I had not realised how deeply rooted the ‘horse culture’ is in Morocco. As we have driven around the country, the equine importance to rural life is clear. From the short ride from Imlil up to the Kasbah Toubkal; to the road which I nicknamed the ‘Donkey Highway’, leading from Essaouira towards Marrakesh or the Vallee des Roses, the omni-presence of the faithful donkey and mule underlines their centrality to daily life.
When we climbed Toubkal, the mules carried our bags until the balling snow made it too difficult to continue. In the villages around Larache and Asilah and in the Gorge de Dades, transport of people and goods is by donkey for many families. In the hills of the High Atlas, the valleys’ paths are too steep for anything but the sure-footed donkey and mule. The caleches in Essaouira and Marrakesh are not just for tourists and for show, but have a great and noble history. The amazing Tbourida relies on the most extraordinarily brave Arab-Barbe horses. And I have been privileged to play polo here on some of the best polo ponies I have ever ridden.
When we finally arrived at the Residence in Rabat, full of wonder and excitement, we were met by smiling guards. The policemen waved in greeting. People at the houses next door put their thumbs up and grinned their welcomes.
Earlier this year, a group of British army veterans who all suffered from PTSD due to trauma suffered or witnessed on the battlefields of Iraq or Afghanistan visited Morocco. They came in the most beat-up cars you can imagine – Citroen Berlingos, whose only qualification was that they did not cost more than £200 each. They came to drive across Morocco’s deserts and use the experience to start the process of mental healing. They came to the Residence after their month-long rally. They described the beauty of the desert; the silence of the nights; the challenges of driving their cars across difficult terrains; their sense of triumph at having come through it stronger, healed, their road to recovery now clear before them. But the thing that had really struck them was the generous hospitality of the Moroccans they met on their way – that same sense of greeting, of welcome, of openness. Of how, whenever they had encountered a problem, there had always been someone there – often from the poorest communities – to offer them help, a bed for the night, food or water.

::::::::::

_DIRECTIONS:_
**a)** In the Morocco passage, what cars did the British army veterans drive across the country?
**b)** Which kinds of equine animal does the Morocco passage name?
**c)** Write out everything in the Morocco passage from "When we finally" down to "grinned their welcomes.", word for word.

::::::::::

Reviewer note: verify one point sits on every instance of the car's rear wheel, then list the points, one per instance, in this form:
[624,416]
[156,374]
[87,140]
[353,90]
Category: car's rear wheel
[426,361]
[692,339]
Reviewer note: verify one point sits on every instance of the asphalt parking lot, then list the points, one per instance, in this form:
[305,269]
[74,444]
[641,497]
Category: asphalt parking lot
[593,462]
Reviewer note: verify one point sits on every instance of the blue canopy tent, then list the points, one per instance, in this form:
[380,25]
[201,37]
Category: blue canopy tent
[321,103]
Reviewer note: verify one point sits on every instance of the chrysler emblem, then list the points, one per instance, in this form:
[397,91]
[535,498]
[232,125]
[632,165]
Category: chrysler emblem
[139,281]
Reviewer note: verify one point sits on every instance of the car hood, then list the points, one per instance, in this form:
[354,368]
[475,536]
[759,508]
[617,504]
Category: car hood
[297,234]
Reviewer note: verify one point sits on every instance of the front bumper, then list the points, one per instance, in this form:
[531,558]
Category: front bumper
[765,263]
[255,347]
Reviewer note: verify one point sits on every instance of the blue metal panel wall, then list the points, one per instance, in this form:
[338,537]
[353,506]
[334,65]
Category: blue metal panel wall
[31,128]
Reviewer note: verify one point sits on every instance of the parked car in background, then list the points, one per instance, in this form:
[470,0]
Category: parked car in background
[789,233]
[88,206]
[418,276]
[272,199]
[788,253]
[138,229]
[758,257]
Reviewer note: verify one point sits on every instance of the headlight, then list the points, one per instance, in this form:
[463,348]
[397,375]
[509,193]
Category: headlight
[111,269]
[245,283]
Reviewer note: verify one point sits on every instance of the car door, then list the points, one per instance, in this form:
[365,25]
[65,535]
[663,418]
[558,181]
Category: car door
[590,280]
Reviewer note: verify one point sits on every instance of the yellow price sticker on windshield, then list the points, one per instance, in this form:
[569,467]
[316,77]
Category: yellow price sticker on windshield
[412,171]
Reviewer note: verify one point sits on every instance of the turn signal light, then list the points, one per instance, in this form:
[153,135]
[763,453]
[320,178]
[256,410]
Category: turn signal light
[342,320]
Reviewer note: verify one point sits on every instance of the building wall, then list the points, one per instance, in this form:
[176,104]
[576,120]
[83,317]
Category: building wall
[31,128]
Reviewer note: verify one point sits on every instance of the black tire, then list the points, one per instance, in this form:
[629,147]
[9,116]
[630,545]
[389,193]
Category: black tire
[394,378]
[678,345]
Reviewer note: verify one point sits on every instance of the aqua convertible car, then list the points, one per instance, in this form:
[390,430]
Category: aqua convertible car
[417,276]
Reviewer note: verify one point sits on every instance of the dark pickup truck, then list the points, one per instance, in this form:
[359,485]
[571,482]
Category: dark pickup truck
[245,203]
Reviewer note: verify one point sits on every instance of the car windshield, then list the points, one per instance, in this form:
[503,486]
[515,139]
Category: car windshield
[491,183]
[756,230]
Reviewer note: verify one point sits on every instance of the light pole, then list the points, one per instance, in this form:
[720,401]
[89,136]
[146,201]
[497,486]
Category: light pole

::::::::::

_ANSWERS BY ITEM:_
**a)** Citroen Berlingos that cost no more than £200 each.

**b)** donkey, mule, Arab-Barbe horses, polo ponies

**c)**
When we finally arrived at the Residence in Rabat, full of wonder and excitement, we were met by smiling guards. The policemen waved in greeting. People at the houses next door put their thumbs up and grinned their welcomes.